- [Entries excerpted from a collection]:
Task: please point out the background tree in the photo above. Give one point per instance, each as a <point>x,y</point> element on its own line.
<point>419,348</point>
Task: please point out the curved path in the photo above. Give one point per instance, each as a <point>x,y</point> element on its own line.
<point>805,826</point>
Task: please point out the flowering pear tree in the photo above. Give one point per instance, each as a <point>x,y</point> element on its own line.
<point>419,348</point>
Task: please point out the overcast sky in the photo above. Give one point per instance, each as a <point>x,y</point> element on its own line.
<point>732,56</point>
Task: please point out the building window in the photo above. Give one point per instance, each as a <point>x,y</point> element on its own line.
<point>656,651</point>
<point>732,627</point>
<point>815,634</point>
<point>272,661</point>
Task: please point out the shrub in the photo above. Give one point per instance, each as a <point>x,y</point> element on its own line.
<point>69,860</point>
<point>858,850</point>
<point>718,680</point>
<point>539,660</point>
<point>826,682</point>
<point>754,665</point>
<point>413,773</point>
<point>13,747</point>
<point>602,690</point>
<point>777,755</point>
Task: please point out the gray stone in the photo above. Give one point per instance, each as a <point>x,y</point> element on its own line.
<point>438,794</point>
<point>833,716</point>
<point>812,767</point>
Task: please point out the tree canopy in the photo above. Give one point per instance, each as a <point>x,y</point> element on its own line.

- [Task requirements]: Print every entry above word for word, keeping the original order and line breaks.

- [Expected output]:
Task: please point out the background tree in the photo above. Give one point per instance, each as a <point>x,y</point> element on its own line.
<point>419,348</point>
Task: please point out the curved path in the photo above. Give one point per instance, each as a <point>x,y</point> element on its own line.
<point>805,826</point>
Task: please point out the flowering pear tree in the photo above. Give one point per instance, each as a <point>x,y</point> element on its own line.
<point>419,348</point>
Task: please point out the overcast sky in the photo above. Give one point per instance, each as a <point>x,y</point> element on its own line.
<point>732,56</point>
Task: please point out the building window in the photo above. Give one point per instance, each as a <point>x,y</point> element on its own line.
<point>656,651</point>
<point>732,627</point>
<point>815,634</point>
<point>272,661</point>
Task: please point out the shrub in the photo above. Give one point per instance, each as a <point>x,y</point> element on its own line.
<point>69,860</point>
<point>858,850</point>
<point>718,680</point>
<point>539,660</point>
<point>826,682</point>
<point>754,665</point>
<point>413,773</point>
<point>13,747</point>
<point>602,690</point>
<point>777,755</point>
Task: please point out the gray stone in the photo above. Give one point per instance, each as a <point>x,y</point> element on its own line.
<point>438,794</point>
<point>833,716</point>
<point>812,767</point>
Task: please point out the tree canopy in the photo above. Give one point per instance, each as a <point>x,y</point> element on its own line.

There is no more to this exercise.